Tasks to perform
1. In the forum post about trying the latest Objective Basic on Lion, which menu is said to have grown substantially?
2. Carry on the forum post about trying the latest Objective Basic on Lion, picking up after its final sentence.

Selected passage
+++

Postby udo.killermann » Sun May 06, 2012 4:28 pm

I am still using the previous version of Objective Basic on Snow Leopard and am curious about the current. So I installed Lion last week on a spare disc, downloaded XCode from the App Store. At least I thought so. In order to do this I had to upgrade Lion to the latest patch level. Installed XCode - this time successfully and at last installed the latest incarnation of Objective Basic (OB).

OK - now I am ready for a restart. What has changed, what is new and what has stayed the same, because it was already good?

The IDE looks pretty much the same it did in the previous version. Some menus are longer - especially the "Project" menu has grown substantially. Now you have entries for XCode as interface builder and property list editor as well. This is due to the fact, that Apple has reengineered the development tools from ground up (I'll come to this in a later post). Equally the "Help" menu has several more entries - again this is owed to Apple's tool reengineering.

In the previous Objective Basic you interacted with the IDE and Interface Builder. XCode didn't play a role in the development cycle. The compiler was called from the command line as a background process. And you ended up with a running application if your OB code was right and tight with the interface you designed and wired.

+++

Dataset extract
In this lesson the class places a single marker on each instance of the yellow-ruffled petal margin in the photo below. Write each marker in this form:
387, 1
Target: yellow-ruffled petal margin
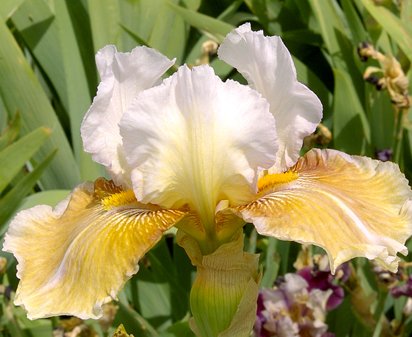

+++

Outputs for the tasks
1. The "Project" menu.

2.
This time you need the integration with XCode, because there is only this tool and nothing else. Apple has unified the IDE similar to what Microsoft did years ago with Visual Studio. All other things are behind the scene and the programmer doesn't have to jump around. This is a little different if you are coding with OB - the IDE isn't part of XCode but tightly integrated.

All coding is done with the IDE. If you have to design the user interface and wire it up, you'll have to use XCode.

So to get a start with OB and programming for OSX, you'll have to master four different aspects:
  • Objective Basic as a programming language
  • Objective Basic IDE
  • XCode as Interface Builder
  • Cocoa as the underlying programming framework

A fifth aspect comes along the way: Object orientation is needed to understand the relations between the different classes available in Objective Basic. You'll need this knowledge even if you don't want to create your own classes. I'll try to cover these different aspects in postings during the next weeks.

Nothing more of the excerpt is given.